_Extract provided_:
##############################

After U+ compiler is expecting 4 hexadecimal symbols;
After U- compiler is expecting 8 hexadecimal symbols;

Variable declarations

Variables are defined using type inference and these operators:

operator	purpose
∈	declare variable/element type
:	define \| block start \| pair up operator
:	set initial value (require type in declarations)
:=	type inference \| share a reference \| assign operator
::	deep copy \| duplicate object \| cloning operator

Notes:

Symbol ":" can be used to define a type or set initial value or type for a variable or parameter.
Symbol ":" can be used as pair-up operator for arguments and map pairs.
Symbol ":=" can can be used to define or mutate the value of variables or parameters.
Symbol "<:" used in declarations is used to indicate a supertype,

** primitive variable declarations with type
new var_name ∈  type_name; -- declaration only type without initial value
new var_name: value ∈  type_name; -- declaration with initial value and type

** Variable declaration using type inference
new var_name := expression; -- expression ":=" do not require type hint ("∈").

** Multiple variables can be define in one single line using comma separator:
new var1, var2 ... ∈  TypeName;   -- default initial values
new var1, var2 ... := Expression; -- use type inference for all initial values

** Initialize multiple variables, of the same type (type is required)
new var1:con1, var2:con2 ... ∈ TypeName;

Modify values

One can modify variables using alter statement.

Example:

#fragment of code

new a:10, b:0 ∈ Z; -- initialize two variables
let b := a + 1;   -- modify b using binding operator :=
let b += 1;       -- modify b using modifier +=
expect b = 12;    -- check if b has proper value

Notes:

Multiple variables can be modified all at once when separated by comma;
Following operators are called modifiers and can change value of a variable:

{":=","::"}
{"+=","-=","&\=","*=","^=","%=", "*=", "/=", "√="}

Examples:

** declare a public constant
set .PI: 3.14 ∈ R;

rule main:
  ** declare a single variable
  new a   ∈ Z; -- Integer

  ** declare multiple variables
  new (x,y):0 ∈ R; -- Double
  new (q,p):0 ∈ L; -- Logic

  ** using modifiers
  let a := 10; -- modify value of: a == 10
  let a += 1;  -- increment value of: a == 11
  let a -= 1;  -- decrement value of: a == 10

  ** modify two variables using one single constant
  let x, y := 10.5;

  ** modify two variables using two constants
  let q, p := True, False;

  ** swapping two variables
  let p, q := q, p;
return;

Type conversion

When data type mismatch you must perform explicit conversion.

##############################

_Dataset records_:
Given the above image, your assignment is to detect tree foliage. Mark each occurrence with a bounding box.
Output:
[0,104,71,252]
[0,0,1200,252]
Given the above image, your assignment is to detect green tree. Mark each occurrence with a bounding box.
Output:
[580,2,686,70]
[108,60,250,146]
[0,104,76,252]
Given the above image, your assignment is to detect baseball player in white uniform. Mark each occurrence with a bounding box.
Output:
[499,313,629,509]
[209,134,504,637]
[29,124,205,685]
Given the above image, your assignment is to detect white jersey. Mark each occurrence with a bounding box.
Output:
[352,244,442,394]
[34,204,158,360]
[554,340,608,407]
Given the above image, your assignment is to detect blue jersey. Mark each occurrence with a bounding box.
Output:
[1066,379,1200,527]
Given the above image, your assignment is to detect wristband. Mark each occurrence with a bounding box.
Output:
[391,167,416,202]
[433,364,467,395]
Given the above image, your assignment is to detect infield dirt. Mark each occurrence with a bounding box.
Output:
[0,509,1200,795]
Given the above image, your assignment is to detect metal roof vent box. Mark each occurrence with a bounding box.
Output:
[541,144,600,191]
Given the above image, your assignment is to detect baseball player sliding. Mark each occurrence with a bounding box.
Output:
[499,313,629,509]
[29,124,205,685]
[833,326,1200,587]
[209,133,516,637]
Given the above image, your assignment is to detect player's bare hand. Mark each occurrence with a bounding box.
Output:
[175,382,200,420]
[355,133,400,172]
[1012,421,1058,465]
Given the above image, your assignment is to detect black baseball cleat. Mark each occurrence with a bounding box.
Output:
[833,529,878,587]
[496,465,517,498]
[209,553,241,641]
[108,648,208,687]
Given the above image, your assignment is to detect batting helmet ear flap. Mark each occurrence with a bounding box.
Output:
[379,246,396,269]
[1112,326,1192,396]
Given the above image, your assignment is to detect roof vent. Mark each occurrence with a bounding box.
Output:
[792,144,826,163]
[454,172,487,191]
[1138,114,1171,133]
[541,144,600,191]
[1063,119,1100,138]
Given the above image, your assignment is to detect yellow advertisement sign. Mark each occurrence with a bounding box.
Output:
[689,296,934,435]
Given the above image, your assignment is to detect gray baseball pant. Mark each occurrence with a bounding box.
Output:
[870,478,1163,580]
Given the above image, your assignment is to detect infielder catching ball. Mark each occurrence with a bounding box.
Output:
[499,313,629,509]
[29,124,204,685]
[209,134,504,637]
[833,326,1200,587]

##############################

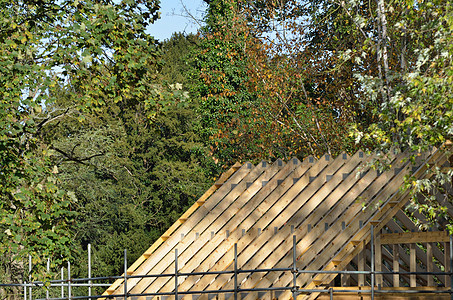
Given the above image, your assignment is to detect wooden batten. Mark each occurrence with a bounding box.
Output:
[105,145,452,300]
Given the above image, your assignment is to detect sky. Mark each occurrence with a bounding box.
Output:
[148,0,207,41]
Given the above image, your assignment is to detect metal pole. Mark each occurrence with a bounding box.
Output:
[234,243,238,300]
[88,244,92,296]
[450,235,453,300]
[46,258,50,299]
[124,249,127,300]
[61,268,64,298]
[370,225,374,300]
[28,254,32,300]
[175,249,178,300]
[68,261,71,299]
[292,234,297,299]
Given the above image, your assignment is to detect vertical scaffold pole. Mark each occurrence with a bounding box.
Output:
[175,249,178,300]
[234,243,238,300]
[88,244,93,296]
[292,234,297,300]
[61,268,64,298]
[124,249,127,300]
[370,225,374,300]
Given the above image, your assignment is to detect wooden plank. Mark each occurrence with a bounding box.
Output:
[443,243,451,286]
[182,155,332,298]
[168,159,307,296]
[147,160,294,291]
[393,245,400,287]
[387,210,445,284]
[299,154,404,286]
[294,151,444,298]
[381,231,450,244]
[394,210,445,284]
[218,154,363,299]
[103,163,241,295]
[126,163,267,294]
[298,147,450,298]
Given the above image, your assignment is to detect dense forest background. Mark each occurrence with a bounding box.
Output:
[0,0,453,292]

##############################

_Problems to solve_:
[1] Write out the stretch of the variable declaration excerpt from "Variables are defined" through "variable or parameter.".
[2] Pick up the variable declaration excerpt right after its final sentence and carry it forward.
The records stand apart from the excerpt on variable declarations.

_Expected outputs_:
[1]
Variables are defined using type inference and these operators:

operator	purpose
∈	declare variable/element type
:	define \| block start \| pair up operator
:	set initial value (require type in declarations)
:=	type inference \| share a reference \| assign operator
::	deep copy \| duplicate object \| cloning operator

Notes:

Symbol ":" can be used to define a type or set initial value or type for a variable or parameter.

[2]
Explicit conversion is using a symbolic operator: ":>"
This is unsafe operation. A range check is recommended before conversion;
Data precision may suffer. Some decimals may be lost;
If data do not fit in the new type, the overflow exception is raised.

Example:

** data conversion
rule main:
   new a:0, b:20 ∈ Z;
   new v:10.5, x:0.0 ∈ R;
** explicit conversion
   let a:=v :> N;
   print a; -- truncated to 10
** explicit conversion
   let x := b :> R;
   print x; -- expect 20.00
return;

Notes:

making conversion will copy value not reference
conversion to same data type is equivalent to copy "::"

Alphanumeric type

Bee define A as single UTF-8 code point with representation: U+HH


rule main:
  new a, b ∈ A; -- ASCII
  new x, y ∈ B; -- Binary integer
  let a :='0';     -- ASCII symbol '0'
  let x := a :> B; -- convert to binary 30
  let y := 30;     -- decimal code for '0'
  let b := y :> A; -- convert to ASCII symbol '0'
return;

Type inference

You can use symbol ":=" to initialize variables using type inference.

** declare constants
set i := 4;   -- integer constant
set r := 2.5; -- real constant
set q := 1&\8; -- rational constant
** declare variables
new x := 0;   -- integer number
new y := 0.0; -- real number
new z := 0\1; -- rational number

Type checking

We can use variable type to validate expression type.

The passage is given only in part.